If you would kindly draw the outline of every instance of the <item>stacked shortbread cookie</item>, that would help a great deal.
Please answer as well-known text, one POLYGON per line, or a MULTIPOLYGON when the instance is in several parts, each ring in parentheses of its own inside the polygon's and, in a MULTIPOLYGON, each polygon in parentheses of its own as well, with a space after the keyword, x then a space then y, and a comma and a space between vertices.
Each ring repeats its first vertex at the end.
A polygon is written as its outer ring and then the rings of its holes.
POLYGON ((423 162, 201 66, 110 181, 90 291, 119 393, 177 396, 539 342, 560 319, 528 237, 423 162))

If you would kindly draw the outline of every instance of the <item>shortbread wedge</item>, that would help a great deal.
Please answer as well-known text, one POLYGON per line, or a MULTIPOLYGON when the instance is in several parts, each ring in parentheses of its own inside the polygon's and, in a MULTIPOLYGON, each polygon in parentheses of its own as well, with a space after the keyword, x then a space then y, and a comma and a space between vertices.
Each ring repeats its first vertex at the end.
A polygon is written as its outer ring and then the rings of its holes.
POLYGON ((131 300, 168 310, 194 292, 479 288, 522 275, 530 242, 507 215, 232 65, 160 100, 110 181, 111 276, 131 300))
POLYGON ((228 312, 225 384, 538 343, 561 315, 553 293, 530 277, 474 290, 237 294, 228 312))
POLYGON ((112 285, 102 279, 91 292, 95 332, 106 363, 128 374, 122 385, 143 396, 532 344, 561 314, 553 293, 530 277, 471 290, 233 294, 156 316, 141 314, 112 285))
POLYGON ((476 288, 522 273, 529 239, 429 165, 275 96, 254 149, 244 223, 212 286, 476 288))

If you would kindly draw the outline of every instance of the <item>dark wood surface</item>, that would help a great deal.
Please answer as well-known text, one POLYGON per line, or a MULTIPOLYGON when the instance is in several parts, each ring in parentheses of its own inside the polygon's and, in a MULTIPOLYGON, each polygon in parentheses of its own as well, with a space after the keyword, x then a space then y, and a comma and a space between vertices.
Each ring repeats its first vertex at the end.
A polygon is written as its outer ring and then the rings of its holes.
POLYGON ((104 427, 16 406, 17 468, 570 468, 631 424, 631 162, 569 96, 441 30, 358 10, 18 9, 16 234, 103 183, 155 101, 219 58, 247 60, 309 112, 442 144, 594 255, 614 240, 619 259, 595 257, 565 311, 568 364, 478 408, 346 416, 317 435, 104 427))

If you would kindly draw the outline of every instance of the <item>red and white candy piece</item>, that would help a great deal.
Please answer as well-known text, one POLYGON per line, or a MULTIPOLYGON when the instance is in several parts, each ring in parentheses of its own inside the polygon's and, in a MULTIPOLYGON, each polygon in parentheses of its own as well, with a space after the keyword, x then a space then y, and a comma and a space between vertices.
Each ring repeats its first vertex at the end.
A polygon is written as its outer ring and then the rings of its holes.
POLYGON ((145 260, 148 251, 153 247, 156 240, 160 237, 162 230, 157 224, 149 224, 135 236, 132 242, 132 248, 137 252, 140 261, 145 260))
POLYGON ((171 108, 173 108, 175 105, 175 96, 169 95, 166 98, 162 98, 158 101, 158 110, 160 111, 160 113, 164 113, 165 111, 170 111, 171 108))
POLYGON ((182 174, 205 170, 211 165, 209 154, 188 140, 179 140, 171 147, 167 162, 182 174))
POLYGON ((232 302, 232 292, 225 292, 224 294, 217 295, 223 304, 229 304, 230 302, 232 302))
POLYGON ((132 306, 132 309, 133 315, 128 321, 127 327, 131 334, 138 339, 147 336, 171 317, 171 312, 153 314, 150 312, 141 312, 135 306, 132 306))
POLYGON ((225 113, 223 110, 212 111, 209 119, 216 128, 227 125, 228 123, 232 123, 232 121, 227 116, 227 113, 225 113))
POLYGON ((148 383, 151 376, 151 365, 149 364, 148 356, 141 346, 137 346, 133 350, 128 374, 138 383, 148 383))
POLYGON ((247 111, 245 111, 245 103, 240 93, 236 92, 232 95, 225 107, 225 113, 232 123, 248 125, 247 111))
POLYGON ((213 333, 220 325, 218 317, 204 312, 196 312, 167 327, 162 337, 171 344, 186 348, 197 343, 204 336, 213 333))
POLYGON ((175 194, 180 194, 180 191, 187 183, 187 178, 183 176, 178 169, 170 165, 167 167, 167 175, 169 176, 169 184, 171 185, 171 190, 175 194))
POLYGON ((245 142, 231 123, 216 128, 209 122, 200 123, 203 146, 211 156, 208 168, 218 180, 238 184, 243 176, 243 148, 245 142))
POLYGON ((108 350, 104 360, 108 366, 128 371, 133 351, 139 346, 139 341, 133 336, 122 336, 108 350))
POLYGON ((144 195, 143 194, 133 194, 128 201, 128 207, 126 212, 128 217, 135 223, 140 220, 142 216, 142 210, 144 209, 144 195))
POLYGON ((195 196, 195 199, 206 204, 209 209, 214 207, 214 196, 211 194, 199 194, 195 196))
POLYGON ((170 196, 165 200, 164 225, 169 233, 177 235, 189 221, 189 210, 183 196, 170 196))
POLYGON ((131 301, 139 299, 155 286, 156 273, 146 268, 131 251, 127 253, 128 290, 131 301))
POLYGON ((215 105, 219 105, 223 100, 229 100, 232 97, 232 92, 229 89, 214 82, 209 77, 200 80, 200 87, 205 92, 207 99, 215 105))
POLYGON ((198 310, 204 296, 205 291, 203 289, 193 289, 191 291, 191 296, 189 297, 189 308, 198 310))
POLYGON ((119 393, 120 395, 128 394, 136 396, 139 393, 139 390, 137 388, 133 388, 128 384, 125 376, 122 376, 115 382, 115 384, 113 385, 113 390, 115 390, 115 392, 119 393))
————
* **PROBLEM DESCRIPTION**
Rewrite all of the lines above as a two-column CSV headed input and output, with one row for each outline asked for. Put its complete wording in input and all of its polygons in output, enclosing each field in double quotes and replacing line breaks with spaces.

* **RESPONSE**
input,output
"If you would kindly draw the outline of every instance of the <item>stacked shortbread cookie</item>, that would help a great deal. Please answer as well-known text, one POLYGON per line, or a MULTIPOLYGON when the instance is in several parts, each ring in parentheses of its own inside the polygon's and, in a MULTIPOLYGON, each polygon in parentheses of its own as well, with a space after the keyword, x then a space then y, and a comma and a space between vertices. Each ring repeats its first vertex at the end. A polygon is written as its outer ring and then the rings of its holes.","POLYGON ((423 162, 201 66, 110 181, 90 291, 119 393, 177 396, 539 342, 560 319, 528 237, 423 162))"
"If you would kindly draw the outline of every instance of the <item>shortbread wedge</item>, that would help a great deal. Please answer as well-known text, one POLYGON per line, or a MULTIPOLYGON when the instance is in several parts, each ring in parentheses of its own inside the polygon's and, in a MULTIPOLYGON, each polygon in parentheses of its own as well, with a space after the keyword, x then a space then y, and a comma and a space between vertices. Each ring repeats its first vertex at the end. A polygon is written as its outer ring and then the rings of its holes.","POLYGON ((131 300, 168 310, 194 292, 479 288, 522 275, 530 242, 507 215, 232 65, 160 100, 110 181, 111 276, 131 300)) POLYGON ((228 312, 225 384, 538 343, 561 315, 553 293, 530 277, 474 290, 237 294, 228 312)) POLYGON ((112 285, 102 279, 91 292, 95 332, 106 363, 128 374, 122 385, 143 396, 532 344, 561 314, 553 293, 530 277, 471 290, 233 294, 156 316, 141 314, 112 285)) POLYGON ((476 288, 522 273, 529 239, 429 165, 275 96, 254 149, 244 223, 212 286, 476 288))"
"If you would kindly draw the outline of every instance of the <item>dark wood surface</item>, that would help a great deal. Please answer as well-known text, one POLYGON per line, or a MULTIPOLYGON when the instance is in several parts, each ring in parentheses of its own inside the polygon's and, in a MULTIPOLYGON, each polygon in parentheses of its own as well, with a space after the keyword, x then a space then y, and a comma and a space between vertices. Each ring repeats its first vertex at the end. A polygon is written as its outer ring and then the rings of its holes.","POLYGON ((104 427, 16 406, 17 468, 570 468, 631 424, 631 162, 569 96, 441 30, 358 10, 18 9, 16 234, 103 183, 155 101, 219 58, 247 60, 309 112, 442 144, 594 255, 614 240, 619 259, 595 257, 565 311, 568 364, 478 408, 346 416, 317 435, 104 427))"
"If you would kindly draw the outline of every instance of the <item>red and white candy piece</item>, that would help a great deal. Please answer as well-known text, one POLYGON per line, or a MULTIPOLYGON when the instance is in several parts, each ring in parentheses of its own inside the polygon's and, in a MULTIPOLYGON, each polygon in parentheses of its own as well, with a space after the keyword, x then a space then y, and a comma and a space between vertices. Each ring repeats its first vertex at the end. A polygon is written as its outer ring and then the rings of its holes.","POLYGON ((145 260, 148 251, 153 247, 156 240, 160 237, 162 230, 157 224, 149 224, 135 236, 132 242, 132 248, 137 252, 140 261, 145 260)) POLYGON ((171 108, 173 108, 175 105, 175 96, 169 95, 166 98, 162 98, 158 101, 158 110, 160 111, 160 113, 164 113, 165 111, 170 111, 171 108)) POLYGON ((182 174, 205 170, 211 165, 209 154, 188 140, 179 140, 171 147, 167 162, 182 174)) POLYGON ((232 302, 232 292, 225 292, 224 294, 217 295, 223 304, 229 304, 230 302, 232 302)) POLYGON ((132 306, 132 309, 133 315, 128 321, 127 327, 131 334, 138 339, 147 336, 171 317, 171 312, 153 314, 150 312, 141 312, 135 306, 132 306)) POLYGON ((225 113, 223 110, 212 111, 209 119, 216 128, 227 125, 228 123, 232 123, 232 121, 227 116, 227 113, 225 113)) POLYGON ((148 383, 151 376, 151 365, 149 364, 148 356, 141 346, 137 346, 133 350, 128 374, 138 383, 148 383)) POLYGON ((247 111, 245 111, 245 103, 240 93, 236 92, 232 95, 225 107, 225 113, 232 123, 248 125, 247 111)) POLYGON ((213 333, 220 325, 218 317, 204 312, 196 312, 167 327, 162 337, 171 344, 186 348, 197 343, 204 336, 213 333)) POLYGON ((175 194, 180 194, 180 191, 187 183, 187 178, 183 176, 178 169, 170 165, 167 167, 167 175, 169 176, 169 184, 171 185, 171 190, 175 194)) POLYGON ((245 142, 231 123, 216 128, 209 122, 200 123, 203 146, 211 156, 208 168, 218 180, 238 184, 243 176, 243 148, 245 142)) POLYGON ((108 350, 104 360, 108 366, 128 371, 133 351, 139 346, 139 341, 133 336, 122 336, 108 350)) POLYGON ((144 195, 143 194, 133 194, 128 201, 128 207, 126 212, 128 217, 135 223, 140 220, 142 216, 142 210, 144 209, 144 195)) POLYGON ((195 196, 195 199, 206 204, 209 209, 214 207, 214 196, 211 194, 199 194, 195 196)) POLYGON ((170 196, 165 200, 164 225, 169 233, 177 235, 189 221, 189 210, 183 196, 170 196)) POLYGON ((131 301, 139 299, 155 286, 156 273, 146 268, 131 251, 127 253, 128 290, 131 301)) POLYGON ((215 105, 219 105, 223 100, 229 100, 232 97, 232 92, 229 89, 214 82, 209 77, 200 80, 200 87, 205 92, 207 99, 215 105)) POLYGON ((198 310, 204 296, 205 291, 203 289, 193 289, 191 291, 191 296, 189 297, 189 308, 198 310)) POLYGON ((119 393, 120 395, 128 394, 136 396, 139 393, 139 390, 137 388, 133 388, 128 384, 125 376, 122 376, 115 382, 115 384, 113 385, 113 390, 115 390, 115 392, 119 393))"